## YOUR INSTRUCTIONS:
Rewrite every one of the records below, substituting "occurrence" for each "instance" and leaving all other text unchanged.

[Labeled-object pointing entries]
· · · · ·
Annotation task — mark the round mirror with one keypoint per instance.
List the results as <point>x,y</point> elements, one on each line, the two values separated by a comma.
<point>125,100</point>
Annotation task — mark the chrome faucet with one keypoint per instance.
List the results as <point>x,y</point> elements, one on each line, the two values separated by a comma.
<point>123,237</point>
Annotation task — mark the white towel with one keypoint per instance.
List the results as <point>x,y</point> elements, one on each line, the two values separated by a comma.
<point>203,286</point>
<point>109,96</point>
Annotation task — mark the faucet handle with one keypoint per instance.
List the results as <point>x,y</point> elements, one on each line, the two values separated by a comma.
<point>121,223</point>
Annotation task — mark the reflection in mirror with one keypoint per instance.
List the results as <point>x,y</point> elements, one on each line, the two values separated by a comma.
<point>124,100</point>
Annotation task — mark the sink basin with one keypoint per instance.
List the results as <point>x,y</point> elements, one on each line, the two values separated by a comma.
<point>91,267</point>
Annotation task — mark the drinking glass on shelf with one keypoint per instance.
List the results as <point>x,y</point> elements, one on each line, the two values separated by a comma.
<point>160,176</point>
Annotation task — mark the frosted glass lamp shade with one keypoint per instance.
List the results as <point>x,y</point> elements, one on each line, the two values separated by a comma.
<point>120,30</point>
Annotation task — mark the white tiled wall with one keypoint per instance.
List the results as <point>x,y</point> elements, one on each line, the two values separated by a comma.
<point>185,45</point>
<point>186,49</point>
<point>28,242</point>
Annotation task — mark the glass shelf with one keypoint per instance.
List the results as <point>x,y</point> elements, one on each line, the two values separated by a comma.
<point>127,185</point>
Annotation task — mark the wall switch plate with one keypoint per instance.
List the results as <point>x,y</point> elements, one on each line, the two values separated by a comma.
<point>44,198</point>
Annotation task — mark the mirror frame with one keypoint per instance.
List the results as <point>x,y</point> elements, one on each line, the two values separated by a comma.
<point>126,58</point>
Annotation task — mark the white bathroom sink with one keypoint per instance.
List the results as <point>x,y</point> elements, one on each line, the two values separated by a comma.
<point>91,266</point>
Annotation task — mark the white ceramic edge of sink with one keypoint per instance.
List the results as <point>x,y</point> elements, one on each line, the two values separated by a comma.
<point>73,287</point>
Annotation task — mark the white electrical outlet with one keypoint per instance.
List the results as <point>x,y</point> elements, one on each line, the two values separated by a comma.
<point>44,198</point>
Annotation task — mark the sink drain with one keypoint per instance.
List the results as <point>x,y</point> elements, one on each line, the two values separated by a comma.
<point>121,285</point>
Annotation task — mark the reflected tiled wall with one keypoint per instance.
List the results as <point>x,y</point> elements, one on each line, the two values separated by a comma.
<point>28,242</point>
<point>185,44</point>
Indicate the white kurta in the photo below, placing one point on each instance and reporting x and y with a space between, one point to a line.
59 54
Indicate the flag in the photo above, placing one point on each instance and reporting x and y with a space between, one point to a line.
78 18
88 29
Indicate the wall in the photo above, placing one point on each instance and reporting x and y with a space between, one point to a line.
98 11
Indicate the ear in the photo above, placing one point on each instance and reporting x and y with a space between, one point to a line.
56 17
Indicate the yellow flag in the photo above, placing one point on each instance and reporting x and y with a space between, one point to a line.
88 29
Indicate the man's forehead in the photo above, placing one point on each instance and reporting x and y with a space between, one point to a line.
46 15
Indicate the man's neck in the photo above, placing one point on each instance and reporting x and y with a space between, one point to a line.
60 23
· · · · ·
## WRITTEN ANSWER:
Annotation task — mark the round mirror with one keypoint per occurrence.
List the results as <point>x,y</point> elements, one on each line, the two values separated by a comma.
<point>125,100</point>
Annotation task — mark the chrome faucet with one keypoint per occurrence.
List the results as <point>x,y</point> elements, one on each line, the two values separated by a comma.
<point>123,237</point>
Annotation task — mark the white towel with one keypoint per occurrence.
List the results as <point>x,y</point> elements, one on each line, the two values separated by a comma.
<point>203,286</point>
<point>109,96</point>
Annotation task — mark the faucet handle with one keypoint per occurrence.
List the results as <point>x,y</point> elements, one on each line, the two values separated by a comma.
<point>121,223</point>
Annotation task — mark the reflection in mirror with one keypoint per occurrence.
List the results as <point>x,y</point> elements, one on each line, the two values separated by a comma.
<point>124,100</point>
Annotation task — mark the sink basin with one keypoint per occurrence.
List the results as <point>x,y</point> elements, one on each line, the two values separated by a comma.
<point>91,267</point>
Annotation task — mark the drinking glass on shelf with one keypoint per occurrence.
List the results as <point>x,y</point> elements, one on each line, the two values separated by a comma.
<point>160,176</point>
Annotation task — mark the frosted glass lamp shade with one keypoint per occurrence.
List the results as <point>x,y</point> elements, one on each line, the two values separated by a comma.
<point>120,30</point>
Annotation task — mark the white tiled wall with one keypoint per occurrence.
List the results as <point>x,y</point> elements, one on each line, the two values separated by a comma.
<point>185,45</point>
<point>186,49</point>
<point>28,242</point>
Annotation task — mark the glass shelf with one keypoint per occurrence.
List the results as <point>x,y</point> elements, one on each line, the two values separated by a comma.
<point>127,185</point>
Annotation task — mark the wall switch plate with one keypoint per occurrence.
List the results as <point>x,y</point> elements, one on each line, the two values separated by a comma.
<point>44,198</point>
Annotation task — mark the mirror frame with one keypoint per occurrence.
List the results as <point>x,y</point> elements, one on each line, the two values separated by a comma.
<point>126,58</point>
Annotation task — mark the white bathroom sink with one keypoint per occurrence.
List the results as <point>x,y</point> elements, one on each line, the two values separated by a comma.
<point>91,266</point>
Annotation task — mark the white ceramic edge of sink with one keypoint per occurrence.
List the results as <point>x,y</point> elements, one on each line, the two values separated by a comma.
<point>73,287</point>
Annotation task — mark the white electrical outlet with one keypoint per occurrence.
List the results as <point>x,y</point> elements, one on each line, the two values separated by a comma.
<point>44,198</point>
Annotation task — mark the sink drain with one keypoint per occurrence.
List the results as <point>x,y</point> elements, one on each line, the two values separated by a comma.
<point>121,285</point>
Annotation task — mark the reflected tiled wall with one keypoint per occurrence.
List the results as <point>x,y</point> elements, one on each line, the two values separated by a comma.
<point>28,242</point>
<point>185,44</point>
Indicate the white kurta in the photo below, placing one point on each occurrence and reporting x and y with a space between, one point to a line.
59 54
Indicate the flag in the photo above, placing one point on each occurrence and reporting x and y with a space between, one point to a line.
78 18
88 29
Indicate the wall in the photo above, placing one point on each occurrence and reporting x and y with a space between, one point to a line.
98 11
Indicate the ear in the photo above, placing one point on each occurrence and reporting x and y with a space between, one point to a line.
56 17
Indicate the yellow flag in the photo above, placing one point on each occurrence and reporting x and y with a space between, one point to a line.
88 29
Indicate the man's forehead in the photo above, placing one point on each occurrence and reporting x and y with a space between, one point to a line.
46 15
Indicate the man's neck in the photo above, placing one point on each occurrence and reporting x and y with a space between, one point to a line.
60 23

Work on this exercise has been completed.